<<<<

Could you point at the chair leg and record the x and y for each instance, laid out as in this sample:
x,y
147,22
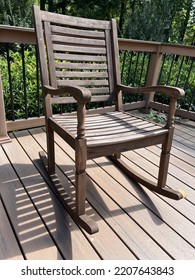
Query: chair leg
x,y
163,167
50,150
80,175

>>>>

### Task prompt
Retype the entire listing above line for line, omitting the pictures.

### Completed exercise
Could you point at the chair leg and record the x and y for each instance, laid out as in this sample:
x,y
147,22
Query: chair leg
x,y
163,167
50,150
80,175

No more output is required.